** Given request **
Copy the following records word for word, from the line containing "Step 1: Look at the image. Step 2: Find puppy's head." up to and including the line containing "[363,15,455,138]".

** Provided information **
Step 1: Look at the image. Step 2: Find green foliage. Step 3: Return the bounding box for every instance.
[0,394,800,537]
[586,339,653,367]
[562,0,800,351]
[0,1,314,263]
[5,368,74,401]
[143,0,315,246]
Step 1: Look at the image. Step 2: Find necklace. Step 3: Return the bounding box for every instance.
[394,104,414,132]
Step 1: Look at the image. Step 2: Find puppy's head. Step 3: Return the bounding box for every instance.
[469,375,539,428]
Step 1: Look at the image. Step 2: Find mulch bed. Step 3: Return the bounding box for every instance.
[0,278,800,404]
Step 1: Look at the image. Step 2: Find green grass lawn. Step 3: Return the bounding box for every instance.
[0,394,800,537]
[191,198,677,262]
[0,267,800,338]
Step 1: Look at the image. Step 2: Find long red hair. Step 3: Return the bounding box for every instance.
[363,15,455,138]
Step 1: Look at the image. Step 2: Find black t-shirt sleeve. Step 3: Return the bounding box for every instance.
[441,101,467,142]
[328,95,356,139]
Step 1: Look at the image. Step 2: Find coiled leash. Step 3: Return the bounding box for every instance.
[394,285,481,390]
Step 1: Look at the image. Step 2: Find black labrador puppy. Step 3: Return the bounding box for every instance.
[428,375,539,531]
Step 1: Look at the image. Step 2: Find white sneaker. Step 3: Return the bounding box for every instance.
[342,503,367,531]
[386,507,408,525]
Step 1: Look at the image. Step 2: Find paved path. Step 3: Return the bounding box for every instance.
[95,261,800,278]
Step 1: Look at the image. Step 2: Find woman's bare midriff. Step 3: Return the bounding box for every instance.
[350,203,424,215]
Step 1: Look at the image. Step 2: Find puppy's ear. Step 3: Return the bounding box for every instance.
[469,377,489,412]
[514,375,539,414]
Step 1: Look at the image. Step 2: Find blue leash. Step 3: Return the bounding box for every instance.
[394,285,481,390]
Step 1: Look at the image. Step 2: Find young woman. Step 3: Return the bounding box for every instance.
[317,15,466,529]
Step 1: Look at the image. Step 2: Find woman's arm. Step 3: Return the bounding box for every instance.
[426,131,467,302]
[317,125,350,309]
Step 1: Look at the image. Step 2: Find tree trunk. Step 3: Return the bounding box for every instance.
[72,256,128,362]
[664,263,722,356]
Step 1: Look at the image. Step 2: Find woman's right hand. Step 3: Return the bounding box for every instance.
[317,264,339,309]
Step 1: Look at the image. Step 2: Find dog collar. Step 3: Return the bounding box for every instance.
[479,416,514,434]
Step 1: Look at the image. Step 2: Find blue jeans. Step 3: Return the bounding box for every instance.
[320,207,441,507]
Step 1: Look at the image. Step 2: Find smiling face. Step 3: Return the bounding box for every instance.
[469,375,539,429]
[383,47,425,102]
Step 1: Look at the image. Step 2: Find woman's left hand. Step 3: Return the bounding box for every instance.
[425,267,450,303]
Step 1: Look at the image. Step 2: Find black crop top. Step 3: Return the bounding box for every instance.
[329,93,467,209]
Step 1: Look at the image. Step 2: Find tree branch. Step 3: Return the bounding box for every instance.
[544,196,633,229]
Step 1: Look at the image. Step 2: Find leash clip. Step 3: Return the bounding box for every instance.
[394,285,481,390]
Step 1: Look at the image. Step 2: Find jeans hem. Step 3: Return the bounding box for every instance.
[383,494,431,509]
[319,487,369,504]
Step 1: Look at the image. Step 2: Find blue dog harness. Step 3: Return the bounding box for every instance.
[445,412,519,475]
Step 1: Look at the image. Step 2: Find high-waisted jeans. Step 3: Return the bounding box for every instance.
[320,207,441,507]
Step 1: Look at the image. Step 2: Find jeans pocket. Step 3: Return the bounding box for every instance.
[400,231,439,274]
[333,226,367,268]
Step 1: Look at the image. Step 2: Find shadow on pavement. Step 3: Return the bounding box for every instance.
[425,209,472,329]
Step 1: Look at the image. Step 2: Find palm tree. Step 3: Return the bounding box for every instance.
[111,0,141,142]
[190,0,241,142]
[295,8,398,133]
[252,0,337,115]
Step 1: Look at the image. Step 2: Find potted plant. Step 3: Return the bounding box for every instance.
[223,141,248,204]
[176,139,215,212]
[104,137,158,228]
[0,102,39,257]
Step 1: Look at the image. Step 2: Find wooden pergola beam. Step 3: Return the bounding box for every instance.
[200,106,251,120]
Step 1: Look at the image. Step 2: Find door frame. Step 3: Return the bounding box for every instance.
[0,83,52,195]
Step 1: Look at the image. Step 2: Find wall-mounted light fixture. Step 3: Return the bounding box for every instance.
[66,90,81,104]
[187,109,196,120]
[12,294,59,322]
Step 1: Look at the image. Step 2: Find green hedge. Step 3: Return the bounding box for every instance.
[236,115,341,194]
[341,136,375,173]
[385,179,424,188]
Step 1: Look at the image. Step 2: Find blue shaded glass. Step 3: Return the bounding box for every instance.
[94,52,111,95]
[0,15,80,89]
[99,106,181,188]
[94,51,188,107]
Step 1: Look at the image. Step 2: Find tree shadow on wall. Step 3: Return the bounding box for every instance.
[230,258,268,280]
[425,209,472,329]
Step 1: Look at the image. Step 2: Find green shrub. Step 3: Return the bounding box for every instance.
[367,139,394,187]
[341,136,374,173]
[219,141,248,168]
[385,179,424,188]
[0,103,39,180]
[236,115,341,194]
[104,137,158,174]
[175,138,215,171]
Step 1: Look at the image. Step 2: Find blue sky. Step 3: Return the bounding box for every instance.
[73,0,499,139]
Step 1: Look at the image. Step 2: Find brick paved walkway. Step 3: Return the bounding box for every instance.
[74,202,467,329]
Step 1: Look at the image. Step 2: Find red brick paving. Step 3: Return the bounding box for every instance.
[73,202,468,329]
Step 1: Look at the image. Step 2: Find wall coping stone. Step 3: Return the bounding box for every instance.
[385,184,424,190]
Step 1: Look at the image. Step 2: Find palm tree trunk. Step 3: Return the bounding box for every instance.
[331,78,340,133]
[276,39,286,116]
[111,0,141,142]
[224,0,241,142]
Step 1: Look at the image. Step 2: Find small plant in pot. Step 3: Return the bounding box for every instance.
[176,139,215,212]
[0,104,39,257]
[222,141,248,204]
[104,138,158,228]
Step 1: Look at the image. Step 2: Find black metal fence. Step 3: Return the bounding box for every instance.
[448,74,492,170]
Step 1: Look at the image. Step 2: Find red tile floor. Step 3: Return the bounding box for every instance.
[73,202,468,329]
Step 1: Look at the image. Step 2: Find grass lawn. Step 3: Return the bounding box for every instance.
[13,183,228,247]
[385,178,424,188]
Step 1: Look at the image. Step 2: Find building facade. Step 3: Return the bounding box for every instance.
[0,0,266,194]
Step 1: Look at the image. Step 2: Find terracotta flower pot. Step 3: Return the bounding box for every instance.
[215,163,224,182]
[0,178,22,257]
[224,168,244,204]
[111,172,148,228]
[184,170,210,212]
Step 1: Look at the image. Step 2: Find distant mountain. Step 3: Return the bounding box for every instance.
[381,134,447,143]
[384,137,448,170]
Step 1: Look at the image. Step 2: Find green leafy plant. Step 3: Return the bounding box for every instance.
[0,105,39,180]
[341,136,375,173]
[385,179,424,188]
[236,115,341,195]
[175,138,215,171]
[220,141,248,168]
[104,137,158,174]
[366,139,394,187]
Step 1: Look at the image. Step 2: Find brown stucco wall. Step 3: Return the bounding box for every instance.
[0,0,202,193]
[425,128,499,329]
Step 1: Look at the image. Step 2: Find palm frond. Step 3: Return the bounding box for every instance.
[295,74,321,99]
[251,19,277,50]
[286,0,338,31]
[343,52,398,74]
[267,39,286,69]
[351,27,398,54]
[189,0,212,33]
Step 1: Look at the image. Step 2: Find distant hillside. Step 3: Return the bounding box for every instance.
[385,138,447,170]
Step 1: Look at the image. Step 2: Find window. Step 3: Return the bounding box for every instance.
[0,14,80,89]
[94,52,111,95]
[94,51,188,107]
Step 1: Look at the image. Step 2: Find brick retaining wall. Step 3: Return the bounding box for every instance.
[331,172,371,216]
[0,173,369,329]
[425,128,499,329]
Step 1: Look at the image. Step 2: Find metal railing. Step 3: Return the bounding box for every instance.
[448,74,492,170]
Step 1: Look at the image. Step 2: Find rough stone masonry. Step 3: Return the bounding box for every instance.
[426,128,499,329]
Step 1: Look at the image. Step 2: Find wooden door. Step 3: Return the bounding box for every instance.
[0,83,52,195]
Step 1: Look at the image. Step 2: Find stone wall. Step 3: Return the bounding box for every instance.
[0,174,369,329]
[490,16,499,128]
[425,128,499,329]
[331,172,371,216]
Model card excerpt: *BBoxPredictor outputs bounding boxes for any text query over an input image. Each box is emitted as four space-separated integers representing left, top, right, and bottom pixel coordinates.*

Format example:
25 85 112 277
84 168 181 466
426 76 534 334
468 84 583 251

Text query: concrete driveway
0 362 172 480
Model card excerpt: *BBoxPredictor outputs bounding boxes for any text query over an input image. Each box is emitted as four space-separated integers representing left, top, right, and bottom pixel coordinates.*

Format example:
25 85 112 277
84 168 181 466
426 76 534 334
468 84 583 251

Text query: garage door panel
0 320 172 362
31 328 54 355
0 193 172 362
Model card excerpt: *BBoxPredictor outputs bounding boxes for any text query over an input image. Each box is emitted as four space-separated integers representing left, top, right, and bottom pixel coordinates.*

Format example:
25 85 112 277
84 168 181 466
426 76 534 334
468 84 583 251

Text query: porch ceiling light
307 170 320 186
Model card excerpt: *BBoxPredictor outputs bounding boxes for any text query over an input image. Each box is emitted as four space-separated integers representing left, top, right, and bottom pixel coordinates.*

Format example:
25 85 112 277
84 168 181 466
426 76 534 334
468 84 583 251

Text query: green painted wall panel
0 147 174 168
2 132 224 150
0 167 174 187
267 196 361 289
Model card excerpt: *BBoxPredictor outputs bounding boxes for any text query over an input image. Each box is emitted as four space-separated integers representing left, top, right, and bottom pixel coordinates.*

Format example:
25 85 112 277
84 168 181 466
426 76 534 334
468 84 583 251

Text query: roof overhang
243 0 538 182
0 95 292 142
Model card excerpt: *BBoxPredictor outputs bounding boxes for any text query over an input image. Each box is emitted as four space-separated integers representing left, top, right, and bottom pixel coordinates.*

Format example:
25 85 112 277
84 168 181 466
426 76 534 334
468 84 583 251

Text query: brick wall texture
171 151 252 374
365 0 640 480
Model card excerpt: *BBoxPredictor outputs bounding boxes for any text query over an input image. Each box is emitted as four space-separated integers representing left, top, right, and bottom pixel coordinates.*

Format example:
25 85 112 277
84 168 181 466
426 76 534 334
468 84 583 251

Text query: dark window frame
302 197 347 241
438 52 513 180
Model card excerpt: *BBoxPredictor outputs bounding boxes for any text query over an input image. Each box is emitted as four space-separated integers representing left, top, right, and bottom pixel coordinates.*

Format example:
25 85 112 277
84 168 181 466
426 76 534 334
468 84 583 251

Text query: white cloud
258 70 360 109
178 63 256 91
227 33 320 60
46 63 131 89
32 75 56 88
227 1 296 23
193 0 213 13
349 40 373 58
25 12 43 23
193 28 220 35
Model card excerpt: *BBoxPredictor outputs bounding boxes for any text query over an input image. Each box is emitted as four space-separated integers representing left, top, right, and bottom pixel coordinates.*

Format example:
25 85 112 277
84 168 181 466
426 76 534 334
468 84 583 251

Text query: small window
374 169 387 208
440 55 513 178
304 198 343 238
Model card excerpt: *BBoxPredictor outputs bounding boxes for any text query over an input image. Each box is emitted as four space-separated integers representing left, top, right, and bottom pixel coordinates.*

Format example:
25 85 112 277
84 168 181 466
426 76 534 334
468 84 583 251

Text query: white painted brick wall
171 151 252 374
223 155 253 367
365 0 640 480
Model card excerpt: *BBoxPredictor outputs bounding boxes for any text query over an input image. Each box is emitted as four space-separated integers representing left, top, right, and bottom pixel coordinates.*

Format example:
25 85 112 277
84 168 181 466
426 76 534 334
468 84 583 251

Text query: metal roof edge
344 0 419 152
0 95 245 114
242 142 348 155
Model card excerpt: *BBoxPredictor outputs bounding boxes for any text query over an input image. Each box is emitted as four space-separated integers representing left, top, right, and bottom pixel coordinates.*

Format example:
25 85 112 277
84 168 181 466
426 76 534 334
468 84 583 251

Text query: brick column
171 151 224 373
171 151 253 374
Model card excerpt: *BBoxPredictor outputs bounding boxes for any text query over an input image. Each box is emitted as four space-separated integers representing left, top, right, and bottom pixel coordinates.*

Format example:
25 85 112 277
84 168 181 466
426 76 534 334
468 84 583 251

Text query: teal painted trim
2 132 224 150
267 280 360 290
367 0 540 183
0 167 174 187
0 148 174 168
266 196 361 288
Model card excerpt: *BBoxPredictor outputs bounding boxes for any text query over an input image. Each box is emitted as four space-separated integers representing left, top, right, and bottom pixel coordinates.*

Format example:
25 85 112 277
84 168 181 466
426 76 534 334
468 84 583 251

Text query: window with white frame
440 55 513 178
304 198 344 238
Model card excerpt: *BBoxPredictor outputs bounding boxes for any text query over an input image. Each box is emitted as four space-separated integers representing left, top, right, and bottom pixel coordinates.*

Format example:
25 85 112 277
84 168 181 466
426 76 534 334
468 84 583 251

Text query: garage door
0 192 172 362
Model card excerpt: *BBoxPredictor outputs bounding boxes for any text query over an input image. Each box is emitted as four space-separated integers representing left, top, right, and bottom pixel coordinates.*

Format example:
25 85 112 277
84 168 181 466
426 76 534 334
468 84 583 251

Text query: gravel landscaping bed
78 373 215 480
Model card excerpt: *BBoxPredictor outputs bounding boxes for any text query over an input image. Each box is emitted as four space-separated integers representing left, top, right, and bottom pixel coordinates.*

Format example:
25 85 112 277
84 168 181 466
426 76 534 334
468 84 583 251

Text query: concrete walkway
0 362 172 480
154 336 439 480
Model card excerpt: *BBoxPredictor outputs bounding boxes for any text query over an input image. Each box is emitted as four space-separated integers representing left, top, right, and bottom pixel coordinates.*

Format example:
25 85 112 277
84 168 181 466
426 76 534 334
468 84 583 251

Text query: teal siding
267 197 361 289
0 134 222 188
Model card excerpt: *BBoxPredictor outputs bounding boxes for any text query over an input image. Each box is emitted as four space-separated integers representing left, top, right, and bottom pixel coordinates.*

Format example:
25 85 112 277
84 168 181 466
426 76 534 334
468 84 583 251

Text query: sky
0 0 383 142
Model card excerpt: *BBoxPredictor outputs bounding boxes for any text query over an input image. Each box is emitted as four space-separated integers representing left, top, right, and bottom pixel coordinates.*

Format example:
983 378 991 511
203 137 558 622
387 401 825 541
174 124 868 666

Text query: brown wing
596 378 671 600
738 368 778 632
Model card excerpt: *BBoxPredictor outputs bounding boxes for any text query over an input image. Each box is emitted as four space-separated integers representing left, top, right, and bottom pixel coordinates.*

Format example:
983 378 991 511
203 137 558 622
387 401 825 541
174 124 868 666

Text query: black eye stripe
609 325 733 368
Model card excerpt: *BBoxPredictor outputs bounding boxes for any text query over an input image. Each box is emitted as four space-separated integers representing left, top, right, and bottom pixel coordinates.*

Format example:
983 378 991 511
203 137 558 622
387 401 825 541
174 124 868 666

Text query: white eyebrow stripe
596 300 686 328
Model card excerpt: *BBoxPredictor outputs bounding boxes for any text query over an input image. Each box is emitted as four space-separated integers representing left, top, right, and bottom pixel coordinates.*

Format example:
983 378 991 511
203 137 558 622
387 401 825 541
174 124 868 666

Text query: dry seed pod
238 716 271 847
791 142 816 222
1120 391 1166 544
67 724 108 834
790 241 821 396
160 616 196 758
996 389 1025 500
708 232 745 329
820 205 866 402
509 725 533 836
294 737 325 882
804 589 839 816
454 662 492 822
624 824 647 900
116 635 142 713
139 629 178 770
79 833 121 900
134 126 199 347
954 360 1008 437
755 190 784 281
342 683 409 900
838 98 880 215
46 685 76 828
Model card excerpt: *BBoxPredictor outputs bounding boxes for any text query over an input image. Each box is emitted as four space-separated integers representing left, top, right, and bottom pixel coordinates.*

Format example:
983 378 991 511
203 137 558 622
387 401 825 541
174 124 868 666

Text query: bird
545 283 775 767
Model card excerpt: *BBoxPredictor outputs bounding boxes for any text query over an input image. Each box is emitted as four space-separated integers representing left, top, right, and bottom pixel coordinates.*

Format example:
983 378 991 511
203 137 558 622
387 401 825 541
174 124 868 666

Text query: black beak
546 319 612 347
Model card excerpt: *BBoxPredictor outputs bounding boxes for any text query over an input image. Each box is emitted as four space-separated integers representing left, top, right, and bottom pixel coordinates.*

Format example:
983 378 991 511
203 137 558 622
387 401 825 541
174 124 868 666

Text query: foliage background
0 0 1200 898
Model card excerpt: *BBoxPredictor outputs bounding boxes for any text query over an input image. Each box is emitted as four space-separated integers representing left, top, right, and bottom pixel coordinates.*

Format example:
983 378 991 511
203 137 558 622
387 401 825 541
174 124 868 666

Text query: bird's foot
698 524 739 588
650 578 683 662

** Correct result **
Step 1: Look at the image. Step 2: Find puppy's head. Step 3: Return the bounding box for every instance.
[469,375,539,428]
Step 1: Look at the image. Step 2: Find mulch bed. Step 3: Return the bounding box for every instance.
[0,278,800,404]
Step 1: Look at the image. Step 2: Find green grass lawn. Step 3: Return the bounding box for every instance.
[0,394,800,537]
[191,198,677,262]
[0,267,800,338]
Step 1: Look at the image. Step 2: Find long red hair. Step 3: Return the bounding box for every instance.
[363,15,455,138]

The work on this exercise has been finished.